Die Heldenreise Teil 3: Schwierigkeiten

Ich habe in meinem Berufsleben als Berater und Moderator viele Schwierigkeiten gemeistert. Manchmal kamen diese Herausforderungen aus meinen eigenen Erwartungen heraus, manchmal von anderen auf mich projiziert. Dabei ging es um das Funktionieren als Vater, das professionelle Agieren als Berater, das private Leben als Partner in der Ehe und vieles mehr.

Natürlich hat dieser berufliche Erfolg seit 2005 nicht immer nur zu Glücksmomenten geführt. Es gab immer wieder Herausforderungen, Schwierigkeiten, Probleme. Die meisten davon, das kann ich ganz ehrlich im Rückblick sagen, entstanden aus meinen eigenen Erwartungen heraus. Erwartungen, die ich mir selbst auferlegte, aber auch Erwartungen anderer, die ich auf mich projiziert habe.

Dazu zählen u.a. das Funktionieren als Vater, das professionelle Agieren als Berater, das private Leben als Partner in der Ehe u.v.m. Und auch hier war irgendwann die Zeit für eine Erkenntnis gekommen. Nicht zu mir selbst zu sagen: „ich kann diese Erwartungen nicht alle erfüllen“. Sondern: „ich will diese Erwartungen nicht mehr alle erfüllen“.

Mir bewusst zu machen: was sind denn tatsächlich meine eigenen Erwartungen und Wünsche? Ich wollte – und will bis heute - diese identifizieren, in Kontakt mit ihnen kommen und vor allen Dingen formulieren. Das Formulieren, also das tatsächliche Aussprechen - oder noch besser – Aufschreiben ist eine sehr wirksame Methode, die ich für mich entdeckt habe.

▶ DATENZEILEN:
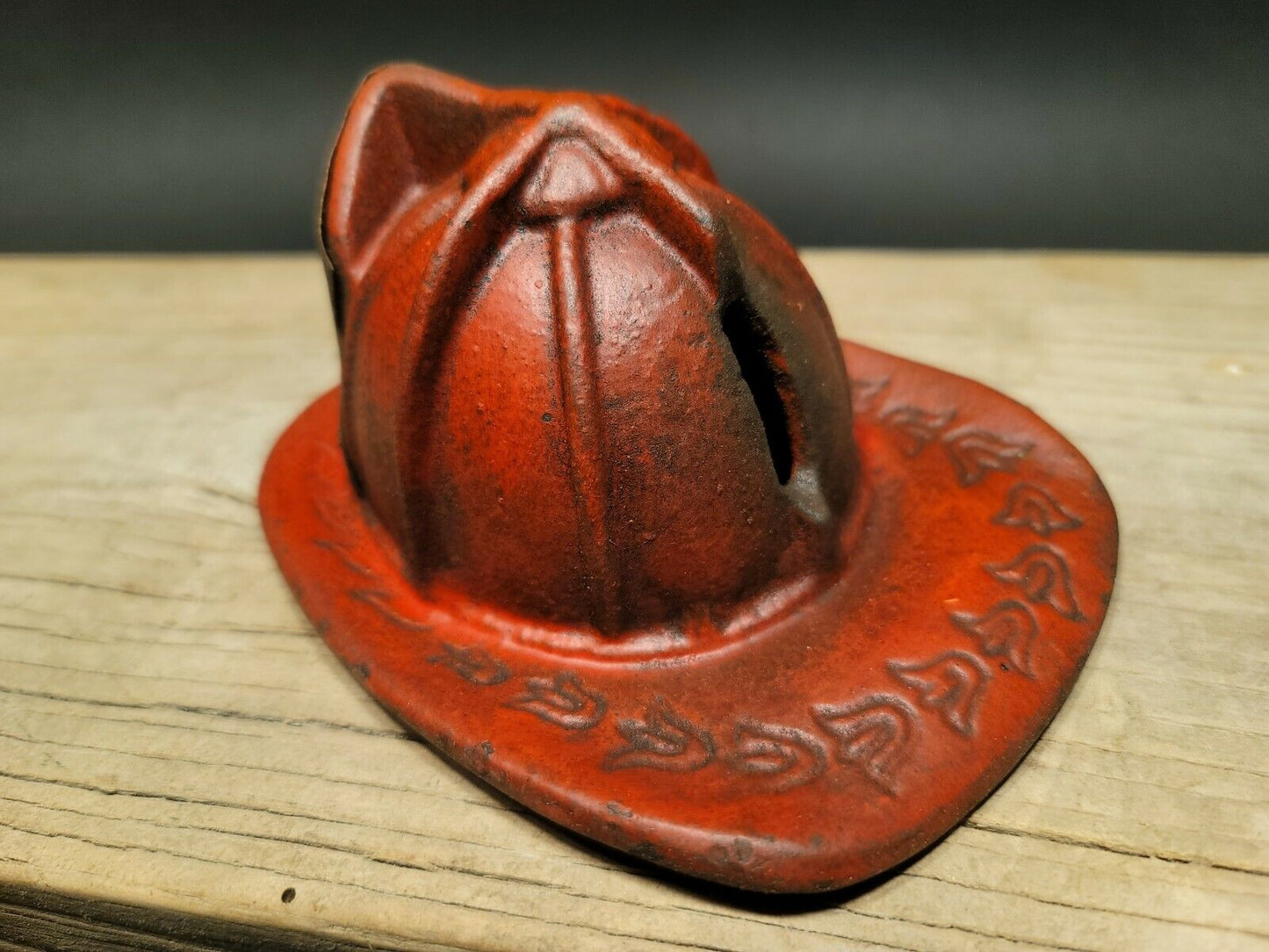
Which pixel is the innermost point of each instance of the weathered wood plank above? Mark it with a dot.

▶ AUFGABE A:
Extrahieren Sie aus dem Text über die Heldenreise den Abschnitt zwischen „Dazu zählen u.a.“ und „mich entdeckt habe.“, beide Stellen eingeschlossen.
▶ AUFGABE B:
Seit welchem Jahr hat der berufliche Erfolg laut dem Text über die Heldenreise nicht immer nur zu Glücksmomenten geführt?
▶ AUFGABE C:
Führen Sie den Text über die Heldenreise im Anschluss an seinen letzten Satz fort.

▶ AUSGABE A:
Dazu zählen u.a. das Funktionieren als Vater, das professionelle Agieren als Berater, das private Leben als Partner in der Ehe u.v.m. Und auch hier war irgendwann die Zeit für eine Erkenntnis gekommen. Nicht zu mir selbst zu sagen: „ich kann diese Erwartungen nicht alle erfüllen“. Sondern: „ich will diese Erwartungen nicht mehr alle erfüllen“.

Mir bewusst zu machen: was sind denn tatsächlich meine eigenen Erwartungen und Wünsche? Ich wollte – und will bis heute - diese identifizieren, in Kontakt mit ihnen kommen und vor allen Dingen formulieren. Das Formulieren, also das tatsächliche Aussprechen - oder noch besser – Aufschreiben ist eine sehr wirksame Methode, die ich für mich entdeckt habe.

▶ AUSGABE B:
Seit 2005.

▶ AUSGABE C:
Von Professor Leaf Van Boven (University of Colorado, Boulder) gibt es ein Zitat, das ich vorbehaltlos bestätigen kann: „Wir definieren und konstruieren unsere Erfahrungen, wenn wir sie erzählen. Auf diese Weise werden die Erfahrungen und Erlebnisse ein Teil unseres eigenen Ichs“. Wirklichkeit entsteht, wenn ich etwas für mich ausspreche oder auch mit anderen teile. Wenn ich mir klar mache, was wirklich im Innersten mich bewegt und ausmacht.

Auf dem Weg zur heutigen Situation gab es einige Herausforderungen. Ganz besonders in Erinnerung habe ich dabei mein Projekt in Russland, der erste Auftrag nach Beendigung meiner beruflichen Erfolglosigkeit. Dort kam ich mit mir zuvor fremden Denk- und Verhaltensweisen und Mentalitäten in Kontakt. Zwar war ich Teil eines kleinen Teams, doch fühlte ich mich vollkommen auf mich allein gestellt. Weit weg von zu Hause, fachlich unsicher, unter starkem Druck und quasi keine Rückzugsmöglichkeit – weder in räumlicher noch zeitlicher Hinsicht.

Halt gab mir eine selbstgeschaffene Routine: Übungen aus meiner Coach Ausbildung zur progressive Muskelrelaxation nach Jacobson an jedem Abend, zum Runterkommen und Einschlafen. Das Malen von Bildern zu meiner Situation und einzelnen Themen, um mich damit mit anderen als den üblichen analytischen Ressourcen in mir auseinanderzusetzen.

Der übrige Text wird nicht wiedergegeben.